--- Start of Data to process ---
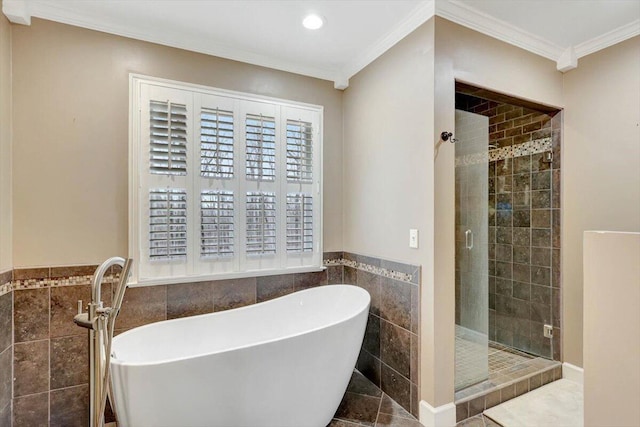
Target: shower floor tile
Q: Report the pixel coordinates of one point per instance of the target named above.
(364, 404)
(506, 365)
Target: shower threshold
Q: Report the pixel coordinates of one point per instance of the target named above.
(511, 374)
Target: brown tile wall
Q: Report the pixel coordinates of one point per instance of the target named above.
(389, 356)
(50, 352)
(524, 229)
(6, 350)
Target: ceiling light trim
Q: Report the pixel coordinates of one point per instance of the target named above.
(474, 19)
(608, 39)
(54, 12)
(421, 14)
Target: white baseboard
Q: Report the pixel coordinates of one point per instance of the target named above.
(573, 373)
(442, 416)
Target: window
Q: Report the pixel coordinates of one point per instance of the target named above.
(222, 184)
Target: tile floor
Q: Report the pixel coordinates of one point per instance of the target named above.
(478, 421)
(506, 365)
(364, 404)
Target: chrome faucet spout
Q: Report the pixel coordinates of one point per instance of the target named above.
(100, 321)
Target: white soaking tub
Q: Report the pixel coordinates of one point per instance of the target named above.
(284, 362)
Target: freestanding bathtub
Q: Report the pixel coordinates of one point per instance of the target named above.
(284, 362)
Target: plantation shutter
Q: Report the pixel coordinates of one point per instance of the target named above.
(299, 151)
(218, 185)
(222, 184)
(216, 143)
(165, 132)
(261, 223)
(167, 138)
(167, 224)
(217, 224)
(299, 222)
(261, 147)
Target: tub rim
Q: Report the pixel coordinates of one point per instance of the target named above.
(114, 360)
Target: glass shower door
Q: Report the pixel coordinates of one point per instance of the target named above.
(472, 245)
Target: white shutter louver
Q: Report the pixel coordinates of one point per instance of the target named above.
(167, 224)
(299, 151)
(167, 138)
(261, 223)
(260, 134)
(299, 222)
(216, 143)
(217, 225)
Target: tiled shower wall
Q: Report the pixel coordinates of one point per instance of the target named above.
(6, 348)
(524, 227)
(49, 352)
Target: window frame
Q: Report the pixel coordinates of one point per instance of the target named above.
(137, 164)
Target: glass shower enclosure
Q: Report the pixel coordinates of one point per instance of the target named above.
(472, 246)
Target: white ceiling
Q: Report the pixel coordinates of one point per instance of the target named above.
(269, 32)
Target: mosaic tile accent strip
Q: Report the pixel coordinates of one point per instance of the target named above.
(51, 283)
(509, 152)
(380, 271)
(6, 288)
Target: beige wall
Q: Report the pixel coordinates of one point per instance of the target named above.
(6, 261)
(466, 55)
(611, 329)
(70, 93)
(388, 176)
(600, 163)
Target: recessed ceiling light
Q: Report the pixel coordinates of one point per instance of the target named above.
(313, 21)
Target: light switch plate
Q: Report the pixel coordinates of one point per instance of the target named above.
(413, 238)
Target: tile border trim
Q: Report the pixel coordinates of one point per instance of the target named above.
(413, 278)
(331, 259)
(526, 148)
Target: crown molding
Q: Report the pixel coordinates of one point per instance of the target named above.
(53, 12)
(418, 16)
(21, 11)
(474, 19)
(608, 39)
(17, 11)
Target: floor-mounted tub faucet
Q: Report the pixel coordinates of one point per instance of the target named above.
(100, 321)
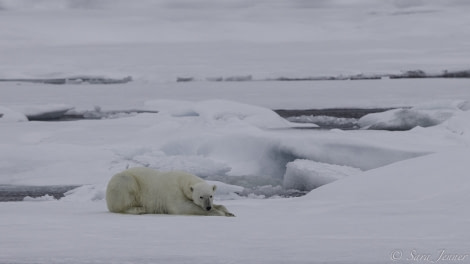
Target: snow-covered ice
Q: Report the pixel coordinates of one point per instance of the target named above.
(391, 194)
(306, 175)
(421, 115)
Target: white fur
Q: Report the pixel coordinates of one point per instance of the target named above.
(147, 191)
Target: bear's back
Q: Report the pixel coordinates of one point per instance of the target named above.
(163, 185)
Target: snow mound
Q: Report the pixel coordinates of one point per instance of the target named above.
(306, 175)
(86, 193)
(438, 176)
(405, 119)
(44, 198)
(219, 112)
(9, 115)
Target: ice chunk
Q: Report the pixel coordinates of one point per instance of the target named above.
(44, 112)
(46, 197)
(426, 115)
(221, 112)
(86, 193)
(306, 175)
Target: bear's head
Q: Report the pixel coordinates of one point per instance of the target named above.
(202, 195)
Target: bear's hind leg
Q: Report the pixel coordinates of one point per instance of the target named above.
(122, 195)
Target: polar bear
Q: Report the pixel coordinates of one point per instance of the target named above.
(143, 190)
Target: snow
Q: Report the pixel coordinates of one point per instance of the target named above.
(405, 119)
(306, 175)
(390, 196)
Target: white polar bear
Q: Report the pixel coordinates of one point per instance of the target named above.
(146, 191)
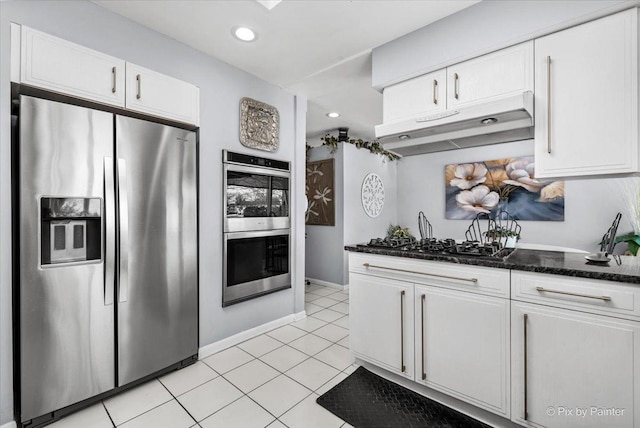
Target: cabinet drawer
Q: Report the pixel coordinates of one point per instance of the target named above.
(583, 294)
(473, 279)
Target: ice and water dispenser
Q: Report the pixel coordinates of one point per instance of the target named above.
(70, 230)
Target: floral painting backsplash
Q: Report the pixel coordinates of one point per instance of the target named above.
(320, 194)
(503, 184)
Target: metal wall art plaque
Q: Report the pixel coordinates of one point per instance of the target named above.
(372, 194)
(259, 125)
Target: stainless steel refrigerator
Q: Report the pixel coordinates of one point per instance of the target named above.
(106, 246)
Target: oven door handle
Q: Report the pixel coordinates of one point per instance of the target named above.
(256, 170)
(256, 234)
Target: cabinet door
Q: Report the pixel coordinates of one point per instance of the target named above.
(505, 72)
(573, 369)
(381, 312)
(586, 99)
(57, 65)
(462, 346)
(415, 97)
(163, 96)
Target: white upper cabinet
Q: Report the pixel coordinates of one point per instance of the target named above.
(586, 99)
(493, 76)
(160, 95)
(499, 74)
(419, 96)
(57, 65)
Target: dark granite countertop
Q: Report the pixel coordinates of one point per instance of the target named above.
(551, 262)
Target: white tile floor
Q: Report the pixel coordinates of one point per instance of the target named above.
(270, 381)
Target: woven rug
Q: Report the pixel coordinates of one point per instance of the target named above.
(365, 400)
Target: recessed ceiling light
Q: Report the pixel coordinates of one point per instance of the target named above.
(245, 34)
(269, 4)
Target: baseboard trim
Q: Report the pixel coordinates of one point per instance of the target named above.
(328, 284)
(230, 341)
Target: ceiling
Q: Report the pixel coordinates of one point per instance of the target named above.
(317, 48)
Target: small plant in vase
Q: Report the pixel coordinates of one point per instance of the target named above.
(630, 188)
(397, 231)
(500, 233)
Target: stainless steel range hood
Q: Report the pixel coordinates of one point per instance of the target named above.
(497, 121)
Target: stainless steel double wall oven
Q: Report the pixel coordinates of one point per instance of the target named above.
(256, 227)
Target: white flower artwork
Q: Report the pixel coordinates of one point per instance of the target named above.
(372, 195)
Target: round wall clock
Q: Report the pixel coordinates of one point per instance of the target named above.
(372, 195)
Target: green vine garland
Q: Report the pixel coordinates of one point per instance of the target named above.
(374, 147)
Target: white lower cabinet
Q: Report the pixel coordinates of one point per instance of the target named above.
(381, 313)
(541, 350)
(573, 369)
(462, 346)
(430, 323)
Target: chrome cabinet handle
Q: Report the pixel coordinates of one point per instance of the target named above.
(114, 77)
(138, 86)
(110, 228)
(424, 373)
(435, 92)
(549, 104)
(402, 367)
(526, 413)
(567, 293)
(123, 282)
(474, 280)
(456, 89)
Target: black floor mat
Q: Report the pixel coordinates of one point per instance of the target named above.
(366, 400)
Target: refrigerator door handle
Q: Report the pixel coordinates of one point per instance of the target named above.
(123, 282)
(110, 229)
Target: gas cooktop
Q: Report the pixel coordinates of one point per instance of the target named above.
(445, 247)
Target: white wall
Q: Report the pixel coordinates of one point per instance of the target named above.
(479, 29)
(221, 88)
(590, 205)
(323, 246)
(326, 259)
(359, 227)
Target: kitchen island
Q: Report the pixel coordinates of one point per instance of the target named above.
(503, 339)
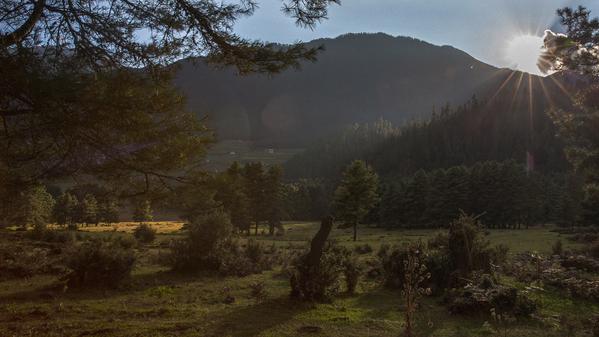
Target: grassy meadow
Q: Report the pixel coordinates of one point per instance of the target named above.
(156, 302)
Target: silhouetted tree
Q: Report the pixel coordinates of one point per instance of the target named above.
(356, 195)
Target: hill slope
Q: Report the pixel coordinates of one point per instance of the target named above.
(358, 78)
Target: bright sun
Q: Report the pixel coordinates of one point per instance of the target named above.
(522, 53)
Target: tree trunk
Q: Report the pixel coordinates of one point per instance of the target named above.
(318, 242)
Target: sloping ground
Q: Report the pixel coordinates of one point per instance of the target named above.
(159, 303)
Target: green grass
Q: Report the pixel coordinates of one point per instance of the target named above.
(224, 153)
(159, 303)
(538, 239)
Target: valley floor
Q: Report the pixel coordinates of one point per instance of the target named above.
(158, 303)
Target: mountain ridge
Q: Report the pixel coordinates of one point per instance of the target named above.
(359, 77)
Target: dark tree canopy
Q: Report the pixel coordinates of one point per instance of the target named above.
(140, 32)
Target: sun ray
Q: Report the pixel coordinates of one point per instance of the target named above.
(516, 91)
(562, 88)
(530, 109)
(505, 82)
(545, 92)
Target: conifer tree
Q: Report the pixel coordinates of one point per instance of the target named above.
(253, 174)
(143, 212)
(65, 209)
(356, 195)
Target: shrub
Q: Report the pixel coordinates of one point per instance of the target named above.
(392, 264)
(48, 235)
(97, 263)
(352, 273)
(125, 242)
(438, 241)
(207, 238)
(363, 249)
(557, 248)
(593, 249)
(258, 290)
(499, 254)
(440, 268)
(322, 282)
(144, 233)
(468, 249)
(413, 285)
(485, 294)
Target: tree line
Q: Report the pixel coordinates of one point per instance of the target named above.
(502, 194)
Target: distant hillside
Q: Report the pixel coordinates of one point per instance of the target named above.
(358, 78)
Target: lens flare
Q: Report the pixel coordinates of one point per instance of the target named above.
(523, 51)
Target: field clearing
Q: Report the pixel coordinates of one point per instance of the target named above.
(161, 227)
(222, 154)
(156, 302)
(537, 239)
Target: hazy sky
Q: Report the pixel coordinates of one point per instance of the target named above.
(482, 28)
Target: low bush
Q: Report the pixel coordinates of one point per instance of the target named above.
(97, 263)
(352, 273)
(593, 249)
(323, 282)
(499, 254)
(485, 294)
(363, 249)
(557, 248)
(439, 241)
(144, 233)
(258, 290)
(48, 235)
(208, 237)
(210, 246)
(238, 260)
(125, 242)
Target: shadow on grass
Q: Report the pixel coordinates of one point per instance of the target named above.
(53, 289)
(250, 321)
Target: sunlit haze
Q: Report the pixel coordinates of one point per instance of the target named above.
(522, 53)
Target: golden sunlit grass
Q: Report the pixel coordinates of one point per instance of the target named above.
(159, 303)
(162, 227)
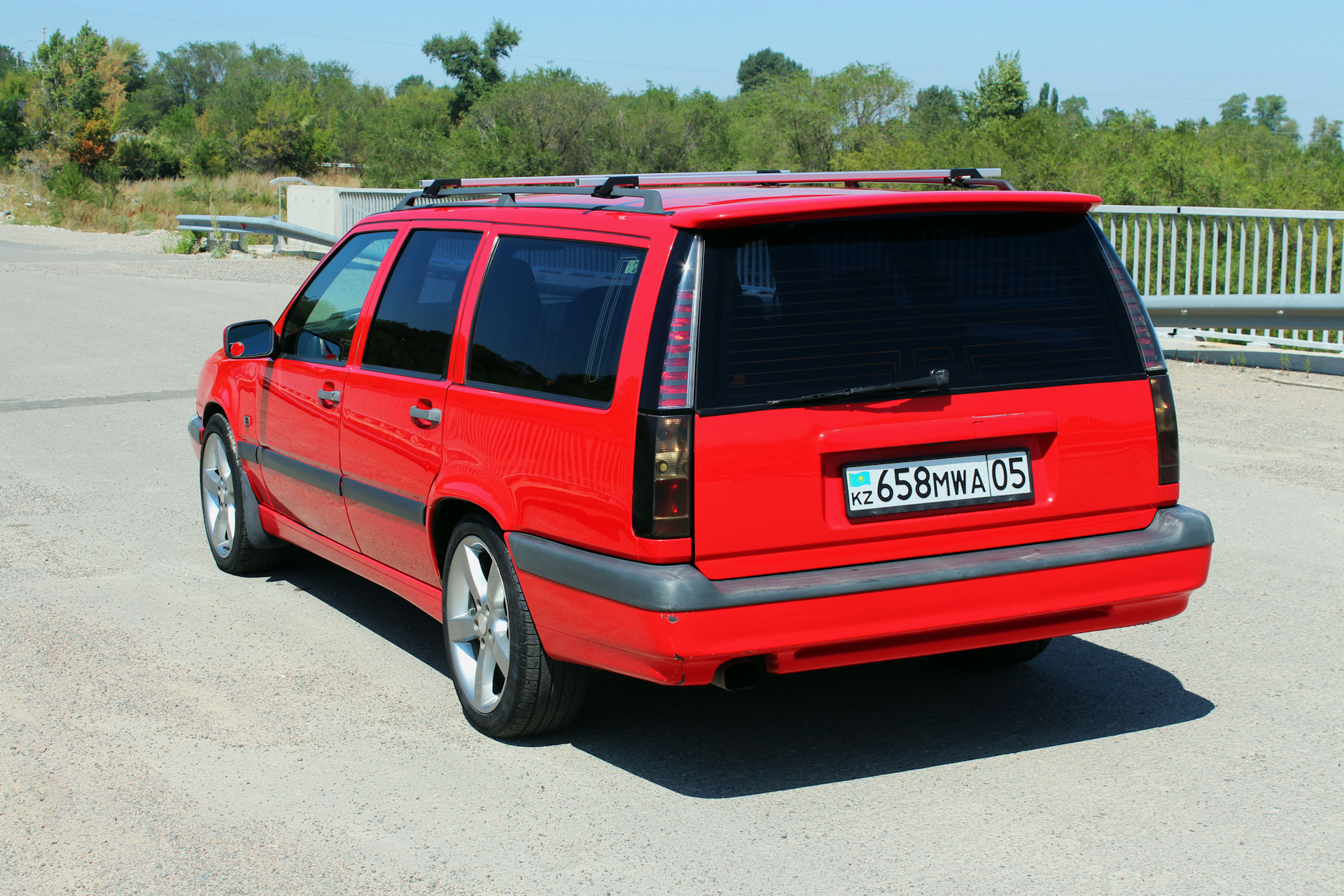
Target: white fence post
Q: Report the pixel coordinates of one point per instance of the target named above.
(1256, 312)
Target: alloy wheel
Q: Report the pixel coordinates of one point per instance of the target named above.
(477, 624)
(217, 496)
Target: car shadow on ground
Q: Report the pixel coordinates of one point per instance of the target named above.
(819, 727)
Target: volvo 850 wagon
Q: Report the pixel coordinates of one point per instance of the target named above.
(708, 428)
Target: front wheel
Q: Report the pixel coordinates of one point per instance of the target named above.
(223, 504)
(997, 657)
(505, 682)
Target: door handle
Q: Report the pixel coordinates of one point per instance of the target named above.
(432, 414)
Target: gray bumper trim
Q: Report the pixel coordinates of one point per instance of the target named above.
(682, 587)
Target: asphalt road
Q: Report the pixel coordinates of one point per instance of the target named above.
(166, 729)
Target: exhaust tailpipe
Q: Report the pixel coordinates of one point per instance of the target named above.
(742, 673)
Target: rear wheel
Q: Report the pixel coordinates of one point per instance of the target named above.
(997, 657)
(223, 504)
(505, 682)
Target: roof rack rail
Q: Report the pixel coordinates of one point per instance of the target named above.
(507, 190)
(946, 176)
(643, 186)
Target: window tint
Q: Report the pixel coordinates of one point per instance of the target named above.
(321, 321)
(552, 316)
(995, 298)
(414, 323)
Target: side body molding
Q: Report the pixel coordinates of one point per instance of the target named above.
(682, 587)
(353, 489)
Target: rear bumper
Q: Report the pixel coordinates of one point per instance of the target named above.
(672, 625)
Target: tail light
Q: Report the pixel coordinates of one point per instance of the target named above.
(1168, 444)
(663, 477)
(676, 378)
(663, 433)
(1144, 333)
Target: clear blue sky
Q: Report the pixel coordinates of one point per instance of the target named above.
(1177, 59)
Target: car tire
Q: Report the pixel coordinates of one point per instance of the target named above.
(223, 504)
(997, 657)
(505, 682)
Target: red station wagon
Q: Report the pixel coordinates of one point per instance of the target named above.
(704, 428)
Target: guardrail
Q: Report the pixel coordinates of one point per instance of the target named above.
(241, 225)
(1236, 273)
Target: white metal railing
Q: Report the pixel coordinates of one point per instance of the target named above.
(359, 203)
(1259, 276)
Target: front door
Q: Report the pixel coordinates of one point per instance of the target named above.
(393, 409)
(305, 386)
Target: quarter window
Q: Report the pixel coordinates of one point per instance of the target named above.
(414, 321)
(552, 317)
(321, 321)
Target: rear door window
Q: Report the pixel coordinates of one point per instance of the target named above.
(321, 321)
(413, 327)
(552, 317)
(996, 298)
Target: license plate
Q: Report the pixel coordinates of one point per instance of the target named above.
(934, 482)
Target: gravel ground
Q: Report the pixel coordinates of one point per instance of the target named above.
(166, 729)
(54, 251)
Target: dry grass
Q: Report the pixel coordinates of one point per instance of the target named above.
(144, 204)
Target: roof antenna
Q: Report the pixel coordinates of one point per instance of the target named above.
(604, 191)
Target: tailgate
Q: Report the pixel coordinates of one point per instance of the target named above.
(974, 336)
(769, 495)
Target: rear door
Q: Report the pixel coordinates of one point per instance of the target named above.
(1018, 308)
(393, 412)
(302, 391)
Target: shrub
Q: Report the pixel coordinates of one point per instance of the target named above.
(187, 242)
(143, 159)
(69, 183)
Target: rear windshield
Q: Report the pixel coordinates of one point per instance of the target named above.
(995, 298)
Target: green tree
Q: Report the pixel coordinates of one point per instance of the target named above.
(547, 121)
(1272, 113)
(1234, 111)
(288, 136)
(1326, 136)
(413, 83)
(764, 66)
(1049, 99)
(69, 85)
(10, 61)
(936, 111)
(406, 140)
(473, 66)
(1000, 92)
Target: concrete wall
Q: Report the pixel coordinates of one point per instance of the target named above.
(314, 207)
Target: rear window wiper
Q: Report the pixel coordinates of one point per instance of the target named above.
(933, 381)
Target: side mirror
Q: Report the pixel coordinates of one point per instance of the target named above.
(251, 339)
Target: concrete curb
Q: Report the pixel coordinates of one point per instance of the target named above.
(1270, 359)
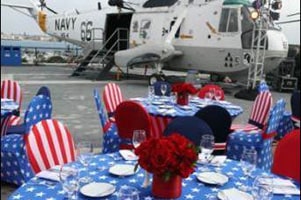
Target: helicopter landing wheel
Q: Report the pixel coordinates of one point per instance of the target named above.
(156, 77)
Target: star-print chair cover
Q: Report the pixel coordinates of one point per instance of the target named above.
(131, 116)
(259, 113)
(261, 141)
(111, 138)
(219, 120)
(11, 89)
(39, 108)
(49, 143)
(193, 128)
(112, 97)
(287, 156)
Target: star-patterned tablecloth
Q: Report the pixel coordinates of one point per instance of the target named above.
(39, 189)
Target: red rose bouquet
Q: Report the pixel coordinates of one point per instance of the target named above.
(168, 156)
(184, 88)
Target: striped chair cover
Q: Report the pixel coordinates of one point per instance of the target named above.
(111, 139)
(11, 90)
(112, 97)
(259, 113)
(49, 143)
(131, 116)
(261, 141)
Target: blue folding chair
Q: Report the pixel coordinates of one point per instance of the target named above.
(44, 90)
(111, 139)
(219, 120)
(261, 141)
(189, 126)
(157, 88)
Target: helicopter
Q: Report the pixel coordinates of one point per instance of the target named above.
(219, 37)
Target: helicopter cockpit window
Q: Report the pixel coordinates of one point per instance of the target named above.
(229, 20)
(158, 3)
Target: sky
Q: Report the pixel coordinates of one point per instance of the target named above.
(14, 22)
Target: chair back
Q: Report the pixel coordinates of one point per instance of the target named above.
(39, 108)
(49, 143)
(11, 90)
(44, 90)
(157, 88)
(260, 109)
(219, 120)
(131, 116)
(112, 97)
(207, 88)
(295, 104)
(189, 126)
(287, 156)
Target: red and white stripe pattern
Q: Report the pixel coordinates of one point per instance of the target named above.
(261, 108)
(112, 97)
(158, 125)
(49, 143)
(11, 90)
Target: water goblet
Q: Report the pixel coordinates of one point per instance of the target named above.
(139, 136)
(207, 147)
(248, 164)
(69, 179)
(128, 193)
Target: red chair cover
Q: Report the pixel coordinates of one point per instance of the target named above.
(49, 143)
(287, 156)
(131, 116)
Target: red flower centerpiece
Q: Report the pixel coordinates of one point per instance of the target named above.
(183, 90)
(169, 158)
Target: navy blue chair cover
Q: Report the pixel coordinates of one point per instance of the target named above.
(157, 87)
(219, 120)
(189, 126)
(44, 90)
(111, 138)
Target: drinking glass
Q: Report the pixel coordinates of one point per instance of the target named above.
(84, 155)
(263, 188)
(248, 164)
(69, 180)
(138, 137)
(128, 193)
(163, 89)
(207, 147)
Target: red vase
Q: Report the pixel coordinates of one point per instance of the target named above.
(170, 189)
(182, 99)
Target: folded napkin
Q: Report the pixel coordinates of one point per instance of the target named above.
(128, 155)
(235, 194)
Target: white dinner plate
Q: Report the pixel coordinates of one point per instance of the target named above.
(212, 178)
(235, 194)
(97, 189)
(122, 170)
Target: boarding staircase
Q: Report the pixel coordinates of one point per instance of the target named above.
(259, 42)
(101, 58)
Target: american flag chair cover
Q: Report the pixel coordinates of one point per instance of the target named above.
(259, 113)
(49, 143)
(15, 167)
(11, 90)
(112, 97)
(261, 141)
(39, 108)
(111, 139)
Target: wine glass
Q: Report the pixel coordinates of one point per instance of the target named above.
(248, 164)
(69, 179)
(138, 137)
(263, 187)
(128, 193)
(84, 155)
(163, 89)
(207, 147)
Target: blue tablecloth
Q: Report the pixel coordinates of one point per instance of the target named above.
(192, 188)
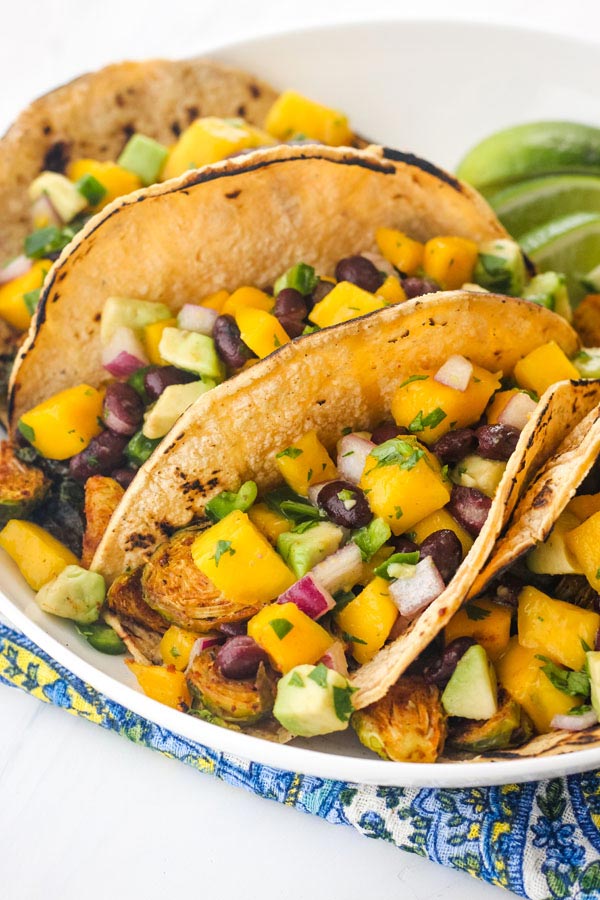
--- End of Data to process ---
▸ Task objective
Find every line in the records that contains the string "tablecloth" and copy each of those lines.

▸ Task result
Target: star-patterned tablecloth
Target: blue tablecloth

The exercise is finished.